■ **Your task**
From the entries below, transcribe exactly the lines between the line holding "the pirelli tyre sidewall" and the line holding "the driver's helmet", inclusive; skip all other lines.

Natural-language object grounding data:
··········

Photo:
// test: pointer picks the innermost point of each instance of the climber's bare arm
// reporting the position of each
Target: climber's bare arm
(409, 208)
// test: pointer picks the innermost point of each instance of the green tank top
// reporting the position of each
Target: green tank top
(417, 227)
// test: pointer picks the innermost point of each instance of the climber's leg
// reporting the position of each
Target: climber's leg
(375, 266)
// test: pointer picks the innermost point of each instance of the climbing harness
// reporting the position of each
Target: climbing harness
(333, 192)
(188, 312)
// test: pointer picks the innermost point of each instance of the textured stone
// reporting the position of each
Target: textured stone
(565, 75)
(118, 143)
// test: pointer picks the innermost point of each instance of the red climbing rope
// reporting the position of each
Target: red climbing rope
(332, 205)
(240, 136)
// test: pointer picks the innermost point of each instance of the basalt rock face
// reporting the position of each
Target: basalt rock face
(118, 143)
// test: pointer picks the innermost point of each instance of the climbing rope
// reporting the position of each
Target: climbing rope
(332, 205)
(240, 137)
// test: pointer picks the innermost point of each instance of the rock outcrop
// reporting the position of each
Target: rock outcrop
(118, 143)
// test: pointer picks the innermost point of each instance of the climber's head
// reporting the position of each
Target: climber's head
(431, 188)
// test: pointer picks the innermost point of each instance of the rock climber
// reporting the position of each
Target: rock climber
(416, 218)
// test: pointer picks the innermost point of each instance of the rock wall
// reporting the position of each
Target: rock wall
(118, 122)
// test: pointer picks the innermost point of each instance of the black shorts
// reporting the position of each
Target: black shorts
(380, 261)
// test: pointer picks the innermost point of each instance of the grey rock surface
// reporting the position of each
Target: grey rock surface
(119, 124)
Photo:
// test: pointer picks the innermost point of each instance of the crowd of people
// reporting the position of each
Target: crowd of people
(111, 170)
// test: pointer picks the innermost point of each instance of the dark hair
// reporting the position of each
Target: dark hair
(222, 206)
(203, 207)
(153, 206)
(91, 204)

··········

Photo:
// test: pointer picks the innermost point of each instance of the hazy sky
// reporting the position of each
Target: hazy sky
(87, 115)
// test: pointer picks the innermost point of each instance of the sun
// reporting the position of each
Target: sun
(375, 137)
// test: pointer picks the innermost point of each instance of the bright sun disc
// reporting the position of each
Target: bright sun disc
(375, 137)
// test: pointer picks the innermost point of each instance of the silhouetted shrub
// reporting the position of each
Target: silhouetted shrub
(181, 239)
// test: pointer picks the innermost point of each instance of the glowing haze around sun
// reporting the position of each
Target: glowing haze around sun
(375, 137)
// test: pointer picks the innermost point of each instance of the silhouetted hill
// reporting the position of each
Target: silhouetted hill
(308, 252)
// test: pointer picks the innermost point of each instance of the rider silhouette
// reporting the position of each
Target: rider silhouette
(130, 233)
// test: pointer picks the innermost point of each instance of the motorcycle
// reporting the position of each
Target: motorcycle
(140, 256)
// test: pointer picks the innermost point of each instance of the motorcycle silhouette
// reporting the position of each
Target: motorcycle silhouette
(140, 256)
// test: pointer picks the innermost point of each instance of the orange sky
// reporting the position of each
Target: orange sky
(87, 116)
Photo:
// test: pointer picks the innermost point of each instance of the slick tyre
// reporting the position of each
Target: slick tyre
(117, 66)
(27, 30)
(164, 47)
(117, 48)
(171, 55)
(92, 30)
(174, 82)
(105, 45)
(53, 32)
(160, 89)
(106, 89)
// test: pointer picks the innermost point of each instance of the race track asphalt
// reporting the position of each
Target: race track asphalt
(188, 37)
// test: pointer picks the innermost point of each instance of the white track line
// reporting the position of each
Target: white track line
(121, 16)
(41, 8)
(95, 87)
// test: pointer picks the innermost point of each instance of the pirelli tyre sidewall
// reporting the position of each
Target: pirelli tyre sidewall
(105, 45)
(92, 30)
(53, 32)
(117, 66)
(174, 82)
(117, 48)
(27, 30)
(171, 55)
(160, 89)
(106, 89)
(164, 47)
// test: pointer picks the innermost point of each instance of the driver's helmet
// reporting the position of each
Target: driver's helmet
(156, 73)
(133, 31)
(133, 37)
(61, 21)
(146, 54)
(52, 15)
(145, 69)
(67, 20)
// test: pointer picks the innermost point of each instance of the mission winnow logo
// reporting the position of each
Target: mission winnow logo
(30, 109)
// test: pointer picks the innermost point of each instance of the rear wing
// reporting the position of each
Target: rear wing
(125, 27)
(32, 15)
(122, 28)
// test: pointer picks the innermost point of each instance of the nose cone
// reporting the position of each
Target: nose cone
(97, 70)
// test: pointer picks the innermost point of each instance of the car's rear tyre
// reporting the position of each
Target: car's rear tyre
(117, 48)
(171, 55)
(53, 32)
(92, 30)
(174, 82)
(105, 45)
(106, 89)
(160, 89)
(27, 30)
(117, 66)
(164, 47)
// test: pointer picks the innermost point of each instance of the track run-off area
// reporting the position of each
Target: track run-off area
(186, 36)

··········

■ **Task answer**
// test: pointer picks the innermost point of each instance of the pirelli tyre sidewall
// reporting the position of each
Target: pirelli tyre sidewall
(105, 45)
(92, 30)
(53, 32)
(117, 66)
(174, 82)
(117, 48)
(27, 30)
(171, 55)
(160, 89)
(106, 89)
(164, 47)
// test: pointer picks the innermost point of each instance of the driver's helmet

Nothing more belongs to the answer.